### DOCUMENT TEXT
※ ※ ※

Wednesday, March 27, 2013

Steve Braunias and sensible sentencing

I don’t usually run press releases but this one deserves it:
Wintec Announces New Zealand’s Richest Writing Prize
Wintec in Hamilton is pleased to announce a new and unique writing prize – an award for the highest-paid sentence in New Zealand. Steve Braunias, editor in residence at Wintec’s School of Media Arts, will award $500 to the student who has written the best sentence during the year.
The award will be held annually, and is eligible for all third-year degree students and diploma students of journalism at Wintec. The $500 prize makes it New Zealand’s richest-ever award for a single sentence of writing.
Mr Braunias says he hopes the award will encourage quality writing among the Wintec students. “Every story anyone ever writes is made up of sentences,” he says. “A good sentence really jumps out, and can give the reader a powerful jolt, or move them, make them laugh, make them think, or change the entire direction of their life, possibly.
“It might contain information. It might be illuminating. It might be a beautifully composed piece of language, each word strung up like lanterns. It might be short.
“I will be on the look-out, and have my cheque book ready to award the student who may not be the greatest reporter, or the best interviewer, but who has, for one moment, been inspired to write a line worth $500.”

※ ※ ※

### DATA

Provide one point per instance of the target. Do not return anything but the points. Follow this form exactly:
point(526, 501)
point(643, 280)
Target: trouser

※ ※ ※

### EXERCISE SET
1. Say whether each statement agrees with the Wintec writing prize post, answering yes or no and quoting the words of the post that decide it: (a) the prize is open to first-year students; (b) the award will be given every year; (c) Steve Braunias is editor in residence at Wintec's School of Media Arts.
2. Write the next part of the Wintec writing prize post, picking up after its last sentence.

### RESULTS OF THE EXERCISE
1.
(a) No: "is eligible for all third-year degree students and diploma students of journalism at Wintec"
(b) Yes: "The award will be held annually"
(c) Yes: "Steve Braunias, editor in residence at Wintec’s School of Media Arts"

2.
I have written hundreds of words for the books page of one national Sunday newspaper and not been paid. I have written a book for one celebrated indie publisher and not been paid (this is why I like the multinationals: they pay, and pay fast). So $500 for a sentence, which might consist of only a few words, looks good. This is better than the NZ Post awards, better than the Man Booker, better even than a Creative NZ grant. (Flashback: one lunchtime in the late 70s I performed a half-hour “gig” in the Quad at Auckland University and earned $100. I can’t instantly convert that to 2013 dollars (i.e. can’t be bothered) but it was a massive sum at the time, probably equivalent to the charge-out rate for a senior partner in a law firm. So I figured I had done the right thing by dropping out of law school.


The report of this new award in Wintec’s Waikato Independent was illustrated by a an uncredited photo (above) of Steve Braunias with Winston Peters at a Wintec Press Club luncheon last May. I attended it and described Peter’s performance as guest speaker here. The photo was taken after lunch: I don’t recall a soup fight but from the state of Steve’s shirt there must have been one at some point.

1 comment:

Kate said...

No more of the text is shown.